ENTRIES SUPPLIED START

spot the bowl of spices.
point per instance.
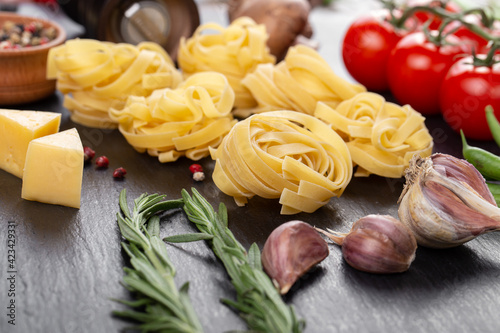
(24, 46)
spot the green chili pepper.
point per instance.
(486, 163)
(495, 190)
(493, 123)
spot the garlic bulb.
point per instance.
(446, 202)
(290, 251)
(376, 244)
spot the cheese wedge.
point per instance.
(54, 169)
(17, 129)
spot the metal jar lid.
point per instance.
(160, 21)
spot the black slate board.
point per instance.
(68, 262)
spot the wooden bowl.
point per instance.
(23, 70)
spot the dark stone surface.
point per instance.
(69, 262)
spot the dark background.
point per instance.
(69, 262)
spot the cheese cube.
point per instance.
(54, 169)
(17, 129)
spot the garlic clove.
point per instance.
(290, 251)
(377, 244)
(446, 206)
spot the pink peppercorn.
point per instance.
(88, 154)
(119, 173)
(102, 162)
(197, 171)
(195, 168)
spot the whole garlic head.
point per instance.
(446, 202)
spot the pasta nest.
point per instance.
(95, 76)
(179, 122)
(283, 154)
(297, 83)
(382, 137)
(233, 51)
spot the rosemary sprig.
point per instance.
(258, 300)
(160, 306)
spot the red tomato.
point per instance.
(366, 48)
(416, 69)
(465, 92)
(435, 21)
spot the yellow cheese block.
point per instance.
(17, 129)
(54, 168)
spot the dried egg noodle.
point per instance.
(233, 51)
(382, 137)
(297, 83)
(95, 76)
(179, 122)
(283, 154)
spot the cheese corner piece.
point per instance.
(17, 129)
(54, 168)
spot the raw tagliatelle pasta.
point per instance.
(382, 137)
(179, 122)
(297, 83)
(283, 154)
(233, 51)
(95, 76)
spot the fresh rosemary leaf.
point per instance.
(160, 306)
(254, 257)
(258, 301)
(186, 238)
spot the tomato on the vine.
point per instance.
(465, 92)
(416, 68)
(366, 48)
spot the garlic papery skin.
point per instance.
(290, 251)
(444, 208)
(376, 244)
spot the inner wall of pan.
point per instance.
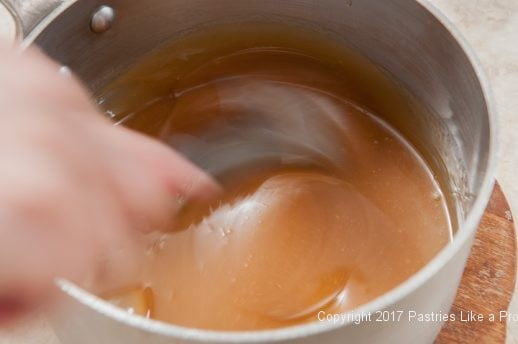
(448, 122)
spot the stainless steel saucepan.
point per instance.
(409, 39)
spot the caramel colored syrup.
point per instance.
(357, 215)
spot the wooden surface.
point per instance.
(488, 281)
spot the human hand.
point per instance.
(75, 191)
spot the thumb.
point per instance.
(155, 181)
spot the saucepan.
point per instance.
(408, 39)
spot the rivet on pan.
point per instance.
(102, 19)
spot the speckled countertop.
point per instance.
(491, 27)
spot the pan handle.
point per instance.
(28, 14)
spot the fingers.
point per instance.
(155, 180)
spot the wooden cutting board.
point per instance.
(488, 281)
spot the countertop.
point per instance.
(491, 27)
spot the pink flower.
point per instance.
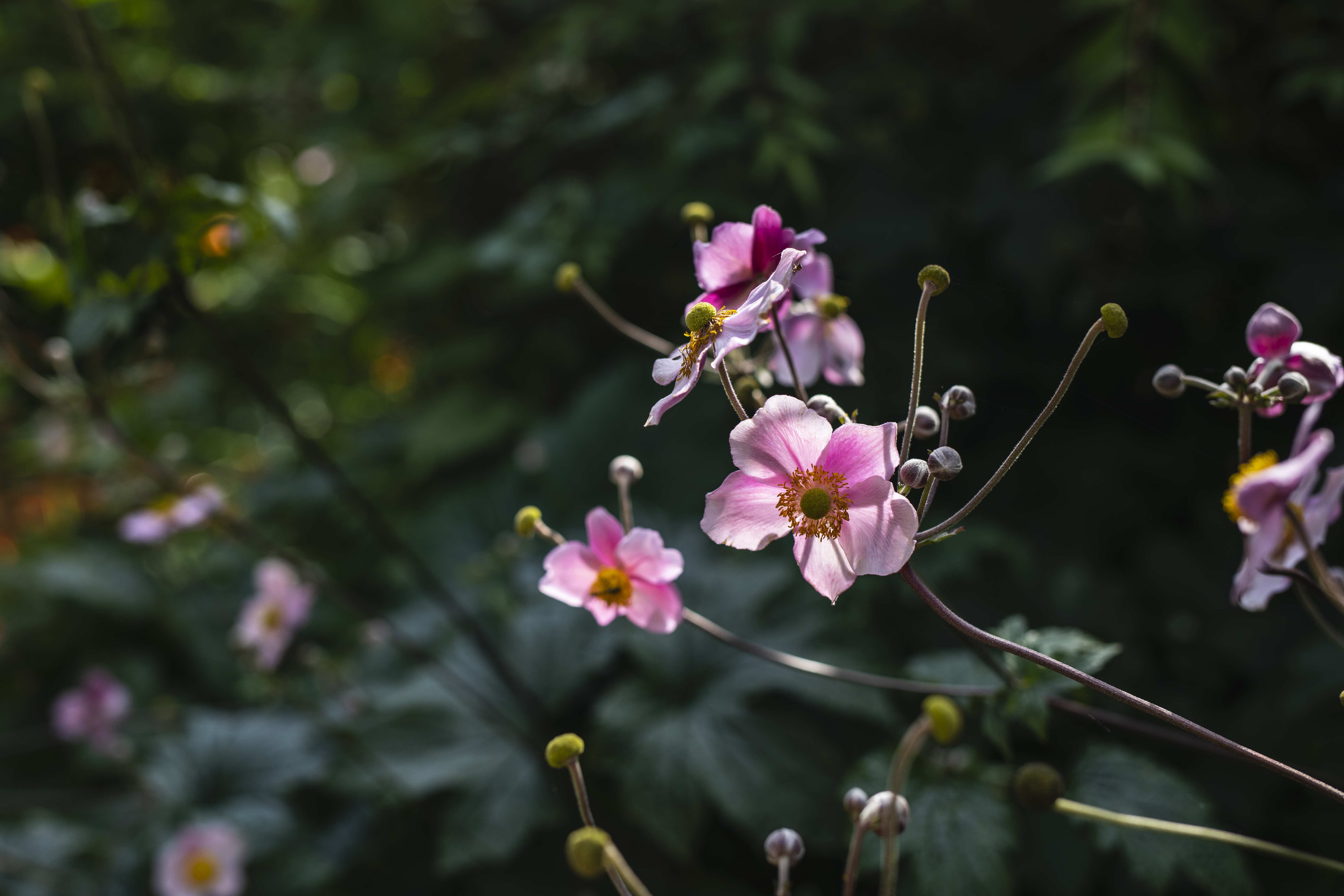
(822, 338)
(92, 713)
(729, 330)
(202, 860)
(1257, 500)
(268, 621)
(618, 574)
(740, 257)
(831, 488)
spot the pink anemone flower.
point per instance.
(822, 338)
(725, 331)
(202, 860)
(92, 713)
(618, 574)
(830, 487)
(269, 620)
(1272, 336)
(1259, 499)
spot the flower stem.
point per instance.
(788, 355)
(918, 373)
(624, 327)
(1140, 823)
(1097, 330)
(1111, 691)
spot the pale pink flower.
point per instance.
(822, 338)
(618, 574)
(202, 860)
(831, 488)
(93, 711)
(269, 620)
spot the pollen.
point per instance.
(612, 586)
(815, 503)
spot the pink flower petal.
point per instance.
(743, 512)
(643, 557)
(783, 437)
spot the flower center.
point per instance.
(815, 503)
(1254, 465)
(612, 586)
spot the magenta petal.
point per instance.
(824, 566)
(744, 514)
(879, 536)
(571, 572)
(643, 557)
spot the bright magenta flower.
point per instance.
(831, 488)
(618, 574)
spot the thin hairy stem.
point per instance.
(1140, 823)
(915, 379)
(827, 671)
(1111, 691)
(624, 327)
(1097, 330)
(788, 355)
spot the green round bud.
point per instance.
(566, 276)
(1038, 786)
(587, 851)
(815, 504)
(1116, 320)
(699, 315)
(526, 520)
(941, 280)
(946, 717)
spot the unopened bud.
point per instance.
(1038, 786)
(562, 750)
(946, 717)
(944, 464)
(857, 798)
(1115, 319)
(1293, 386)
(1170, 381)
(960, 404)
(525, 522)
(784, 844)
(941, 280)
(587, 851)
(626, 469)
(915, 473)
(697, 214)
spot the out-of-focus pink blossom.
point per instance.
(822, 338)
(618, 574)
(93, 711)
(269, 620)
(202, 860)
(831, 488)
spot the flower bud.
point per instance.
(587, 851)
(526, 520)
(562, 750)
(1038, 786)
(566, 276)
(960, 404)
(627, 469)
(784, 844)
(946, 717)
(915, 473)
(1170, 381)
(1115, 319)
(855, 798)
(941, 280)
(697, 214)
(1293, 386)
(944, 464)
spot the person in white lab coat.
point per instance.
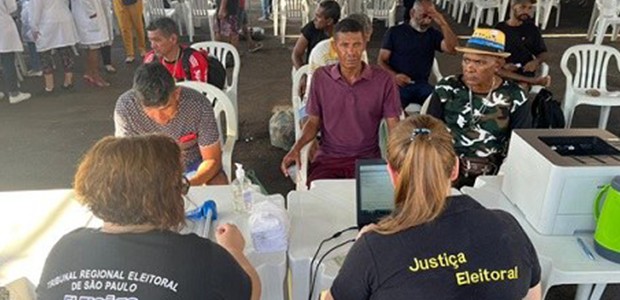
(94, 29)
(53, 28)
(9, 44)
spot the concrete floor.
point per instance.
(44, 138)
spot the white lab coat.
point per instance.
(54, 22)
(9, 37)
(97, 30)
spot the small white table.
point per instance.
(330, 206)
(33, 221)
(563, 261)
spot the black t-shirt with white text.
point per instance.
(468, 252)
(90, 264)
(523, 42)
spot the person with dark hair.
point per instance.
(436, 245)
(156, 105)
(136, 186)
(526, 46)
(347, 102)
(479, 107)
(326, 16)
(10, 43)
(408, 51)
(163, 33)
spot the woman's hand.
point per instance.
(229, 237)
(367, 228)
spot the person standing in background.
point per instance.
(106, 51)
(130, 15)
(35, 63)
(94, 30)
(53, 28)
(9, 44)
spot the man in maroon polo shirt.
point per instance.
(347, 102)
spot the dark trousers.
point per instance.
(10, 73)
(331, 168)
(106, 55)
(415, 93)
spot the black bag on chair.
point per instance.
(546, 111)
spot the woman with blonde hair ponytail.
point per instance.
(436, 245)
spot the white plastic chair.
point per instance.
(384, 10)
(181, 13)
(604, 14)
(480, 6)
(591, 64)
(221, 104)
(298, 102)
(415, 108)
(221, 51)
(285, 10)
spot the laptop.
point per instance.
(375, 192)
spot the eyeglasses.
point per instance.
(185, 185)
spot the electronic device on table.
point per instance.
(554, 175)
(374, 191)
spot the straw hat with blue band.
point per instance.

ENTRIES SUPPLIED END

EXERCISE DETAILS: Within the records above, the line carrying "spot the person with dark hair." starts the range and the last line ends it. Set down that range exactly.

ANSWER TO THE PROBLEM:
spot the person with dark hair.
point per instance.
(436, 245)
(156, 105)
(136, 186)
(526, 46)
(347, 102)
(479, 107)
(326, 16)
(10, 43)
(408, 51)
(163, 33)
spot the woman's hand.
point per instance.
(229, 237)
(367, 228)
spot the person standing in background.
point per instance.
(106, 51)
(130, 15)
(35, 63)
(94, 30)
(53, 28)
(9, 44)
spot the man in maroon polo shirt.
point per instance.
(347, 102)
spot the dark trousers.
point per instance.
(10, 73)
(331, 168)
(106, 55)
(415, 93)
spot the black bag on chair.
point per instance.
(546, 111)
spot the woman with blonde hair ponytail.
point per instance.
(436, 245)
spot the white plastic chair.
point per instance.
(384, 10)
(181, 13)
(604, 14)
(480, 6)
(591, 64)
(221, 104)
(298, 102)
(415, 108)
(221, 51)
(285, 10)
spot the laptop.
point per instance.
(375, 192)
spot the eyeglasses.
point per instance.
(185, 185)
spot the electronic device on table.
point per instance.
(554, 175)
(374, 191)
spot the straw hat with blue band.
point per instance.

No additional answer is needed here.